— BEGIN —

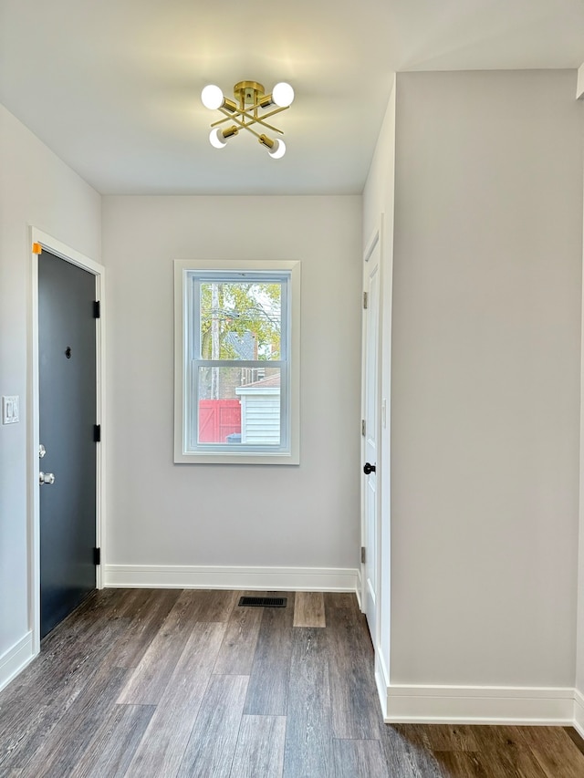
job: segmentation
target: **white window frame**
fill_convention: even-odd
[[[193,305],[191,289],[193,272],[224,274],[287,273],[287,318],[283,331],[287,330],[288,349],[282,369],[286,390],[282,392],[281,413],[285,434],[277,449],[266,446],[201,444],[189,447],[192,413],[191,370],[193,346],[190,316],[198,311]],[[260,279],[261,280],[261,279]],[[266,362],[266,367],[269,362]],[[279,362],[274,363],[280,366]],[[245,366],[241,360],[238,366]],[[231,366],[227,362],[226,366]],[[192,464],[299,464],[300,463],[300,262],[297,260],[174,260],[174,462]]]

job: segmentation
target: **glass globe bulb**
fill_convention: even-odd
[[[211,130],[211,133],[209,134],[209,142],[212,146],[214,146],[215,149],[224,149],[227,145],[225,140],[224,140],[223,134],[218,127],[215,127],[214,130]]]
[[[286,154],[286,143],[284,140],[276,138],[274,141],[274,148],[268,151],[268,154],[273,160],[281,160]]]
[[[294,89],[286,81],[280,81],[272,89],[272,99],[278,108],[287,108],[292,105]]]
[[[215,110],[223,105],[223,92],[214,84],[209,84],[201,92],[201,101],[205,108]]]

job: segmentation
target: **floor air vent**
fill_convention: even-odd
[[[241,597],[239,606],[246,607],[286,607],[286,597]]]

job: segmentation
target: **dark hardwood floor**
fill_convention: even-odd
[[[352,595],[93,593],[0,692],[0,776],[584,778],[571,729],[386,725]]]

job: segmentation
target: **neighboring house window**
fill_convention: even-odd
[[[174,263],[174,462],[298,464],[299,262]]]

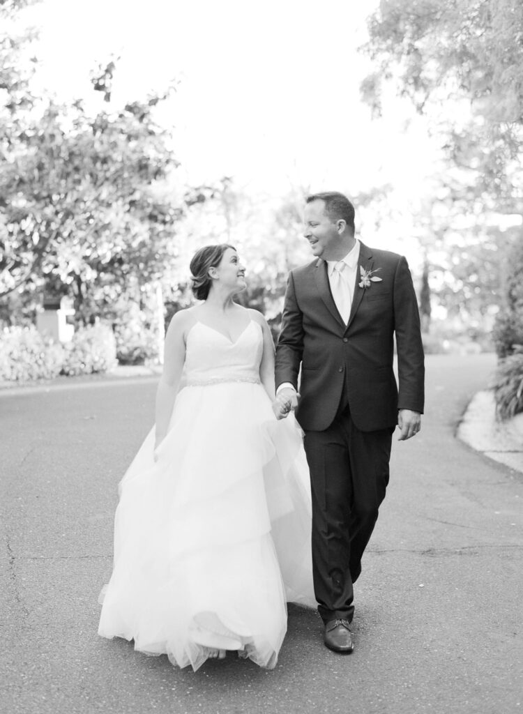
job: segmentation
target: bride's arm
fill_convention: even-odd
[[[156,390],[155,449],[167,433],[184,371],[184,331],[187,323],[184,312],[176,313],[173,317],[165,336],[164,371]]]
[[[251,311],[251,316],[262,328],[264,336],[264,351],[262,362],[259,366],[259,378],[269,398],[272,402],[272,409],[278,419],[287,414],[289,409],[287,405],[276,397],[276,386],[274,383],[274,343],[271,334],[271,330],[265,318],[257,310]]]

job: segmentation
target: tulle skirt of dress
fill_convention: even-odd
[[[209,648],[276,664],[286,602],[314,606],[309,472],[294,417],[259,384],[179,394],[119,488],[99,634],[196,670]]]

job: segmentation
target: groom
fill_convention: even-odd
[[[324,640],[350,653],[353,583],[385,496],[392,433],[397,424],[409,439],[420,428],[423,348],[405,258],[355,238],[354,206],[342,193],[309,196],[304,221],[315,259],[289,276],[276,384],[305,433]]]

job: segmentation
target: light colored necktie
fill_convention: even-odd
[[[349,322],[349,316],[351,313],[351,291],[349,288],[349,281],[343,271],[347,267],[347,264],[343,261],[339,261],[334,266],[332,273],[332,296],[338,308],[338,312],[347,324]]]

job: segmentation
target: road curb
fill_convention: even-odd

— END —

_Requirement_. Would you quote every one of the rows above verbatim, leaving the pictures out of your answer?

_Output for this task_.
job: segmentation
target: **white window frame**
fill_convention: even-odd
[[[193,305],[191,289],[193,272],[224,274],[287,273],[287,318],[283,331],[287,330],[288,349],[282,369],[286,390],[282,392],[281,413],[285,434],[277,449],[266,446],[201,444],[189,447],[192,413],[191,370],[193,346],[190,316],[198,311]],[[260,279],[261,280],[261,279]],[[266,362],[266,367],[269,362]],[[279,362],[274,363],[280,366]],[[245,366],[241,360],[238,366]],[[231,366],[227,362],[226,366]],[[192,464],[299,464],[300,463],[300,262],[297,260],[174,260],[174,462]]]

job: segmentation
target: **glass globe bulb**
fill_convention: even-odd
[[[211,130],[211,133],[209,134],[209,142],[212,146],[214,146],[215,149],[224,149],[227,145],[225,140],[224,140],[223,134],[218,127],[215,127],[214,130]]]
[[[286,154],[286,143],[284,140],[276,138],[274,141],[274,148],[268,151],[268,154],[273,160],[281,160]]]
[[[294,89],[286,81],[280,81],[272,89],[272,99],[278,108],[287,108],[292,105]]]
[[[215,110],[223,105],[223,92],[214,84],[209,84],[201,92],[201,101],[205,108]]]

job: segmentation
target: **floor air vent**
fill_convention: even-odd
[[[241,597],[239,606],[246,607],[286,607],[286,597]]]

job: segmentation
target: **dark hardwood floor**
fill_convention: even-odd
[[[352,595],[93,593],[0,692],[0,776],[584,778],[571,729],[386,725]]]

job: segmentation
target: **neighboring house window**
fill_convention: even-odd
[[[174,263],[174,462],[298,464],[299,262]]]

job: segmentation
target: bride's arm
fill_convention: even-odd
[[[156,390],[155,449],[167,433],[184,371],[184,331],[187,323],[184,312],[176,313],[173,317],[165,336],[164,371]]]
[[[251,311],[251,316],[262,328],[264,336],[264,351],[262,362],[259,366],[259,378],[269,398],[272,402],[272,409],[278,419],[287,414],[289,409],[287,405],[276,397],[276,386],[274,383],[274,343],[271,334],[271,330],[265,318],[257,310]]]

job: segmentation
target: tulle skirt of dress
fill_convention: even-odd
[[[209,648],[276,664],[286,602],[314,606],[309,472],[294,417],[259,384],[179,394],[119,488],[99,634],[196,670]]]

job: segmentation
target: groom
fill_convention: even-odd
[[[324,640],[350,653],[353,583],[385,496],[392,433],[397,424],[409,439],[420,428],[423,348],[405,258],[355,238],[354,206],[342,193],[309,196],[304,221],[315,259],[289,276],[276,384],[305,433]]]

job: segmentation
target: light colored necktie
fill_convention: even-odd
[[[349,322],[349,316],[351,313],[351,291],[349,288],[349,281],[343,271],[347,267],[347,264],[343,261],[339,261],[334,266],[332,273],[332,296],[338,308],[338,312],[347,324]]]

job: segmentation
target: road curb
fill_convention: even-odd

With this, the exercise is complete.